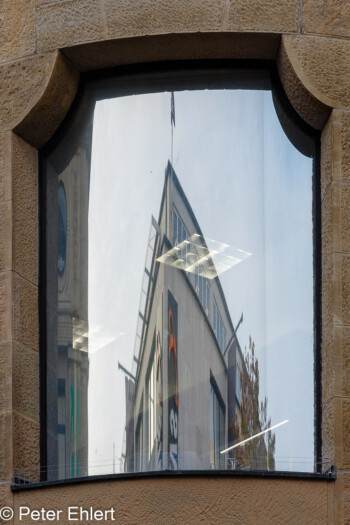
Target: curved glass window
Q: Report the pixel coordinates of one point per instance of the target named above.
(179, 281)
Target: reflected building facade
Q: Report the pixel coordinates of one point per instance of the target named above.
(183, 397)
(67, 187)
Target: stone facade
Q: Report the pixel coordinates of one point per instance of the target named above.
(44, 46)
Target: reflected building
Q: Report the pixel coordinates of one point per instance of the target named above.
(67, 184)
(184, 394)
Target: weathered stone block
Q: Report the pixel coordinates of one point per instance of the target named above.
(263, 15)
(25, 313)
(345, 426)
(25, 244)
(307, 106)
(323, 66)
(24, 175)
(17, 29)
(5, 377)
(20, 81)
(326, 17)
(5, 306)
(6, 449)
(75, 21)
(26, 454)
(25, 381)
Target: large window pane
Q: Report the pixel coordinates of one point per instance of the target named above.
(179, 298)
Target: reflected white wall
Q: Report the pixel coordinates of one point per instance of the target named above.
(248, 187)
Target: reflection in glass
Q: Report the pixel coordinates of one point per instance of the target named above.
(179, 288)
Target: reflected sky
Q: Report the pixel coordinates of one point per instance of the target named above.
(249, 188)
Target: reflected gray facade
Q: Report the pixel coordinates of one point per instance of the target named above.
(187, 363)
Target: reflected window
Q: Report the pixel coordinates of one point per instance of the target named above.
(179, 280)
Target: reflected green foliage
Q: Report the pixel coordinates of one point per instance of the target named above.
(259, 453)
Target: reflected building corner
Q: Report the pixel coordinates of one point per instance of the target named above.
(184, 395)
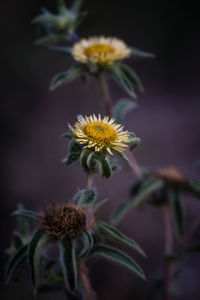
···
TASK PROMPT:
The response should reproduce all the material above exactly and leave out its pictures.

COMPLETED EXERCISE:
Target: curved glass window
Q: Report the pixel coordinates of one point per instance of the target named above.
(179, 281)
Target: reflected building facade
Q: Report the pixel coordinates of one point per instance of the target named above.
(183, 397)
(67, 187)
Target: stone facade
Q: Report the pixel coordinates of one point per instance of the target named above.
(44, 46)
Target: reflected building
Q: Report the pixel coordinates of one point per instance of the target named above.
(67, 184)
(184, 394)
Target: weathered stone block
Q: Report the pixel coordinates of one point per instance of the target named above.
(263, 15)
(25, 313)
(345, 426)
(25, 244)
(307, 106)
(323, 66)
(24, 175)
(17, 29)
(5, 377)
(20, 81)
(326, 17)
(5, 306)
(6, 449)
(75, 21)
(26, 454)
(25, 381)
Target: large window pane
Q: Report the pixel coordinates of one point per instance of the target named above.
(179, 298)
Target: reflected white wall
Q: Report the pixel coordinates of one point per instance of the target named above.
(248, 187)
Target: reflection in glass
Q: Report the pixel coordinates of one point per instance of the target named above.
(179, 288)
Target: reflected sky
Q: Report the pixel coordinates of one point per instance of the target named above.
(249, 188)
Target: reflected gray facade
Q: Report the pixel coordinates of one point per instance of the target named above.
(187, 363)
Target: reflected window
Q: Report the pixel coordinates of one point per instance of the target named above.
(179, 280)
Target: reflected green foliage
Q: Report the pixel coordinates of one point per instance of the target named above.
(259, 453)
Target: reflected building corner
Q: Report the pixel coordinates of one point per instance of the target named above.
(184, 395)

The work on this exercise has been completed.